Provided entries start
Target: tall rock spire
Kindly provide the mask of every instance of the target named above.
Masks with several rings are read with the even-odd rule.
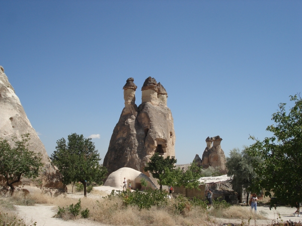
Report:
[[[175,156],[173,118],[167,106],[167,98],[165,104],[162,104],[164,98],[163,102],[158,98],[158,92],[167,96],[166,90],[162,86],[161,89],[151,77],[145,80],[141,88],[142,103],[135,108],[133,81],[129,78],[124,86],[125,107],[113,130],[103,165],[109,174],[129,167],[149,176],[143,168],[155,153],[165,157]],[[130,91],[125,92],[127,90]],[[132,106],[136,111],[128,110]]]

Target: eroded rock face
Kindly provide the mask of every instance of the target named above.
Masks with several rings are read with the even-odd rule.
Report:
[[[32,127],[20,100],[10,83],[4,69],[0,66],[0,137],[13,145],[12,135],[21,139],[21,135],[29,133],[29,149],[40,153],[44,167],[40,177],[43,186],[63,188],[60,176],[51,165],[45,148]]]
[[[206,148],[202,154],[201,160],[202,167],[207,168],[209,166],[219,167],[221,170],[223,171],[225,170],[225,157],[220,146],[222,140],[222,139],[219,136],[210,138],[208,137],[205,140]],[[213,146],[212,146],[212,143]]]
[[[149,176],[143,168],[154,153],[175,156],[173,118],[167,106],[167,92],[162,86],[160,92],[161,86],[155,78],[145,81],[138,107],[134,102],[136,88],[127,85],[130,79],[123,88],[125,107],[113,130],[103,165],[109,174],[129,167]]]

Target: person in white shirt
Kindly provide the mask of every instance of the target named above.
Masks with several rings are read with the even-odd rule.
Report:
[[[127,190],[127,181],[126,180],[126,177],[124,177],[124,186],[123,186],[123,191]],[[125,188],[124,189],[124,188]]]
[[[254,193],[253,194],[253,195],[251,196],[251,199],[250,199],[251,201],[251,210],[252,210],[254,208],[255,208],[255,213],[257,213],[257,201],[258,201],[258,198],[256,194]]]

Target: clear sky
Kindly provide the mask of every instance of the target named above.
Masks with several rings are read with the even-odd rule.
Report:
[[[260,139],[302,91],[300,1],[0,0],[0,65],[50,155],[72,133],[103,159],[122,87],[165,86],[178,163],[219,135],[226,156]],[[97,136],[97,137],[98,137]]]

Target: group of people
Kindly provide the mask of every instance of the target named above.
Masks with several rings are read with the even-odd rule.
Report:
[[[207,192],[206,197],[208,201],[208,206],[209,207],[210,207],[212,205],[212,196],[213,195],[213,192],[212,190],[209,189],[207,189],[205,191]],[[257,213],[257,202],[258,201],[258,198],[257,197],[257,195],[256,193],[253,194],[253,195],[251,196],[251,198],[250,199],[250,205],[251,205],[251,210],[252,210],[253,209],[255,209],[255,213]],[[300,216],[299,214],[299,210],[297,209],[297,211],[298,212],[298,216]],[[297,211],[296,211],[297,212]],[[295,213],[293,213],[293,215],[295,215]]]

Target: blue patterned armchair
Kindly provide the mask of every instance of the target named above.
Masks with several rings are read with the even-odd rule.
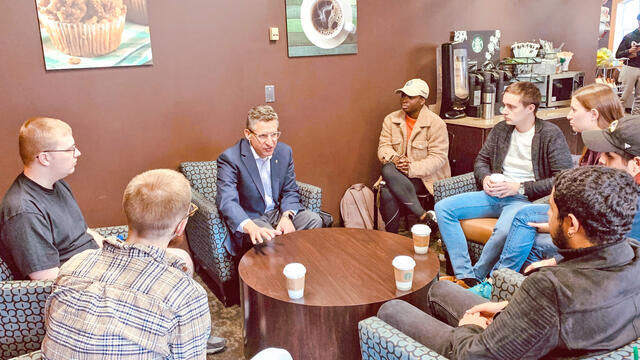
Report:
[[[491,301],[511,300],[525,279],[524,275],[506,268],[494,271],[491,278]],[[447,359],[375,316],[360,321],[358,331],[363,360]],[[640,347],[640,339],[609,353],[590,356],[583,360],[633,359],[634,346]]]
[[[124,235],[126,226],[94,229],[103,236]],[[53,281],[14,280],[0,258],[0,359],[40,349],[44,338],[44,308]]]
[[[217,162],[184,162],[180,164],[180,171],[189,179],[193,203],[198,206],[198,211],[187,223],[187,239],[197,272],[223,304],[238,304],[238,272],[224,247],[225,239],[231,235],[216,206]],[[320,212],[322,189],[299,181],[297,184],[302,205]]]
[[[38,350],[53,281],[14,280],[0,258],[0,359]]]

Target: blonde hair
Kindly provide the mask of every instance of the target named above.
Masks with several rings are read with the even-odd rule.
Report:
[[[247,129],[253,130],[259,121],[278,121],[278,114],[269,105],[260,105],[249,110],[247,114]]]
[[[576,90],[573,97],[578,100],[587,111],[598,110],[598,127],[606,129],[614,120],[624,116],[622,103],[610,86],[605,84],[591,84]]]
[[[124,190],[122,207],[129,229],[143,237],[160,237],[187,216],[189,181],[175,170],[156,169],[135,176]]]
[[[34,117],[20,127],[18,148],[24,165],[31,164],[39,153],[55,150],[58,140],[71,135],[71,126],[62,120]]]

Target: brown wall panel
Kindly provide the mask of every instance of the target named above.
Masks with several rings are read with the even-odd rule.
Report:
[[[214,159],[246,111],[276,86],[282,141],[302,181],[338,216],[350,184],[377,177],[393,90],[420,76],[435,102],[435,47],[453,29],[514,41],[565,42],[572,69],[593,79],[599,0],[361,0],[359,54],[288,58],[284,0],[149,0],[154,65],[46,72],[34,1],[0,1],[0,193],[21,169],[17,131],[30,116],[64,119],[82,151],[68,178],[90,226],[121,224],[126,183],[146,169]],[[267,40],[278,26],[281,40]]]

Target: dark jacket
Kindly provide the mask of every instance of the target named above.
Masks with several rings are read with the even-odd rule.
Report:
[[[502,163],[507,156],[511,133],[515,128],[506,121],[497,123],[482,145],[473,171],[480,189],[485,176],[502,173]],[[533,201],[551,194],[553,176],[573,166],[567,140],[555,124],[536,118],[535,134],[531,143],[531,161],[536,180],[524,183],[524,194]]]
[[[640,243],[561,250],[529,275],[486,330],[452,331],[457,359],[562,359],[615,350],[640,336]]]
[[[275,208],[281,212],[303,210],[293,169],[291,147],[279,142],[273,151],[270,164]],[[264,188],[247,139],[238,141],[218,157],[216,185],[216,203],[231,232],[236,231],[245,219],[255,219],[264,215]],[[236,252],[231,244],[226,243],[225,247],[231,254]]]

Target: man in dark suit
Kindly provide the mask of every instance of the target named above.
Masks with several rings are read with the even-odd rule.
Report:
[[[229,227],[232,255],[277,235],[322,226],[300,203],[291,147],[278,143],[278,114],[268,105],[249,110],[244,139],[218,157],[216,201]]]

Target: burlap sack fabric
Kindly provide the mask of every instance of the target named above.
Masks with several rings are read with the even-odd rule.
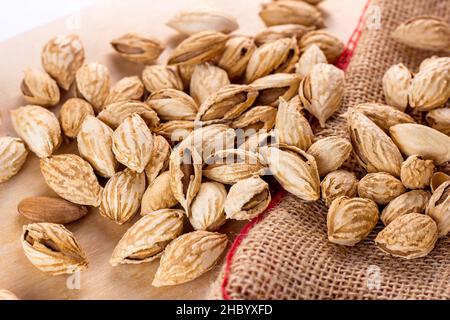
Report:
[[[392,64],[417,70],[432,55],[390,38],[410,17],[450,21],[450,0],[373,0],[381,28],[365,28],[347,69],[342,110],[318,136],[346,136],[342,113],[361,102],[384,102],[381,79]],[[349,162],[350,166],[355,165]],[[448,170],[448,168],[444,168]],[[357,170],[359,170],[357,168]],[[213,298],[229,299],[450,299],[450,238],[440,239],[425,258],[412,261],[382,253],[371,236],[355,247],[327,241],[327,208],[286,195],[255,224],[212,287]]]

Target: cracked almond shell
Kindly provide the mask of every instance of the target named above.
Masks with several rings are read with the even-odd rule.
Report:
Provided entries end
Given problem: Repeat all of the lines above word for word, leaving out the pictures.

Full response:
Target: tall rock spire
Kindly provide the mask of every instance of the target named above.
Masks with several rings are read with the even-odd rule.
Report:
[[[175,156],[173,118],[167,106],[167,98],[165,104],[162,104],[164,98],[163,102],[158,98],[158,92],[167,96],[166,90],[162,86],[161,89],[151,77],[145,80],[141,88],[142,103],[135,108],[133,81],[129,78],[124,86],[125,107],[113,130],[103,165],[109,174],[129,167],[149,176],[143,168],[155,153],[165,157]],[[130,91],[125,92],[127,90]],[[132,106],[136,111],[128,110]]]

Target: eroded rock face
Kindly provide the mask of every instance of the target named above.
Masks with several rings are read with the even-odd rule.
Report:
[[[32,127],[20,100],[10,83],[4,69],[0,66],[0,137],[13,145],[12,135],[21,139],[21,135],[29,133],[29,149],[40,153],[44,167],[40,177],[43,186],[63,188],[60,176],[51,165],[45,148]]]
[[[206,148],[202,154],[201,160],[202,167],[207,168],[209,166],[219,167],[221,170],[223,171],[225,170],[225,157],[220,146],[222,140],[222,139],[219,136],[210,138],[208,137],[205,140]],[[213,146],[212,146],[212,143]]]
[[[149,176],[143,168],[154,153],[175,156],[173,118],[167,106],[167,92],[162,86],[160,92],[161,86],[155,78],[145,81],[138,107],[134,102],[136,88],[127,85],[130,79],[123,88],[125,107],[113,130],[103,165],[109,174],[129,167]]]

Target: person in white shirt
Kindly provide the mask of every instance of the target named above.
Masks with several rings are read with the even-odd rule.
Report:
[[[127,190],[127,181],[126,180],[126,177],[124,177],[124,186],[123,186],[123,191]],[[125,188],[124,189],[124,188]]]
[[[254,193],[253,194],[253,195],[251,196],[251,199],[250,199],[251,201],[251,210],[252,210],[254,208],[255,208],[255,213],[257,213],[257,201],[258,201],[258,198],[256,194]]]

Target: clear sky
Kindly provide the mask of every instance of the target named above.
Masks with several rings are read with the even-odd rule.
Report:
[[[260,139],[302,91],[300,1],[0,0],[0,65],[50,155],[72,133],[103,159],[122,87],[165,86],[178,163],[219,135],[226,156]],[[97,136],[97,137],[98,137]]]

Target: group of people
Kindly provide the mask of every instance of the target named above.
Masks with several rings are read with the even-odd rule.
Report:
[[[207,192],[206,197],[208,201],[208,206],[209,207],[210,207],[212,205],[212,196],[213,195],[213,192],[212,190],[209,189],[207,189],[205,191]],[[257,213],[257,202],[258,201],[258,198],[257,197],[257,195],[256,193],[253,194],[253,195],[251,196],[251,198],[250,199],[250,205],[251,205],[251,210],[252,210],[253,209],[255,209],[255,213]],[[300,216],[299,214],[299,210],[297,209],[297,211],[298,212],[298,216]],[[297,211],[296,211],[297,212]],[[295,213],[293,213],[293,215],[295,215]]]

Target: blue patterned armchair
Kindly provide the mask of every instance of the target named above.
Masks with several rings are read with the even-odd rule.
Report:
[[[491,301],[511,300],[525,279],[524,275],[506,268],[494,271],[491,278]],[[447,359],[375,316],[360,321],[358,331],[363,360]],[[640,347],[640,339],[609,353],[590,356],[583,360],[633,359],[634,346]]]
[[[124,235],[126,226],[94,229],[103,236]],[[53,281],[14,280],[0,258],[0,359],[40,349],[44,338],[44,308]]]
[[[217,162],[184,162],[180,164],[180,171],[189,179],[193,203],[198,206],[198,211],[187,223],[187,239],[197,272],[223,304],[238,304],[238,272],[224,247],[225,239],[231,235],[216,206]],[[320,212],[322,189],[299,181],[297,184],[302,205]]]
[[[38,350],[53,281],[14,280],[0,258],[0,359]]]

Target: blonde hair
Kindly provide the mask of every instance of the target named above.
Masks with several rings are read with the even-odd rule.
Report:
[[[247,129],[253,130],[259,121],[278,121],[278,114],[269,105],[260,105],[249,110],[247,114]]]
[[[576,90],[573,97],[578,100],[587,111],[598,110],[598,127],[606,129],[614,120],[624,116],[622,103],[610,86],[605,84],[591,84]]]
[[[124,190],[122,207],[129,229],[143,237],[160,237],[187,216],[189,181],[175,170],[156,169],[135,176]]]
[[[34,117],[20,127],[18,148],[24,165],[31,164],[39,153],[55,150],[58,140],[71,135],[71,126],[62,120]]]

Target: brown wall panel
Kindly provide the mask of every instance of the target named above.
Masks with several rings are read with the even-odd rule.
Report:
[[[214,159],[246,111],[276,86],[282,141],[302,181],[338,216],[350,184],[377,177],[393,90],[420,76],[435,102],[435,47],[453,29],[514,41],[565,42],[572,69],[593,79],[599,0],[361,0],[359,54],[288,58],[284,0],[149,0],[154,65],[46,72],[34,1],[0,1],[0,193],[21,169],[17,131],[30,116],[64,119],[82,151],[68,178],[90,226],[121,224],[126,183],[146,169]],[[267,40],[278,26],[281,40]]]

Target: dark jacket
Kindly provide the mask of every instance of the target named above.
Masks with several rings are read with the even-odd rule.
Report:
[[[502,163],[507,156],[511,133],[515,128],[506,121],[497,123],[482,145],[473,171],[480,189],[485,176],[502,173]],[[533,201],[551,194],[553,176],[573,166],[567,140],[555,124],[536,118],[535,134],[531,143],[531,161],[536,180],[524,183],[524,194]]]
[[[640,243],[561,250],[529,275],[486,330],[452,331],[457,359],[562,359],[615,350],[640,336]]]
[[[275,208],[281,212],[303,210],[293,169],[291,147],[279,142],[273,151],[270,164]],[[264,188],[247,139],[238,141],[218,157],[216,185],[216,203],[231,232],[236,231],[245,219],[255,219],[264,215]],[[236,252],[231,244],[226,243],[225,247],[231,254]]]

Target: man in dark suit
Kindly provide the mask of every instance of the target named above.
Masks with several rings are read with the even-odd rule.
Report:
[[[229,227],[232,255],[277,235],[322,226],[300,203],[291,147],[278,143],[278,114],[268,105],[249,110],[244,139],[218,157],[216,201]]]

Target: burlap sack fabric
Kindly provide the mask of every instance of the target named above.
Masks with several rings are read with the even-odd rule.
Report:
[[[392,64],[417,70],[432,55],[390,38],[410,17],[450,21],[450,0],[373,0],[381,28],[365,28],[347,69],[342,110],[318,136],[346,136],[342,113],[361,102],[384,102],[381,79]],[[349,162],[350,166],[355,165]],[[448,170],[448,168],[444,168]],[[357,170],[359,170],[357,168]],[[213,298],[229,299],[450,299],[450,238],[440,239],[425,258],[412,261],[382,253],[371,236],[355,247],[327,241],[327,208],[286,195],[255,224],[212,287]]]

Target: cracked almond shell
Kindly provide the mask of every instance of the target named above.
Masks with several rings are read with the even-odd rule.
Report:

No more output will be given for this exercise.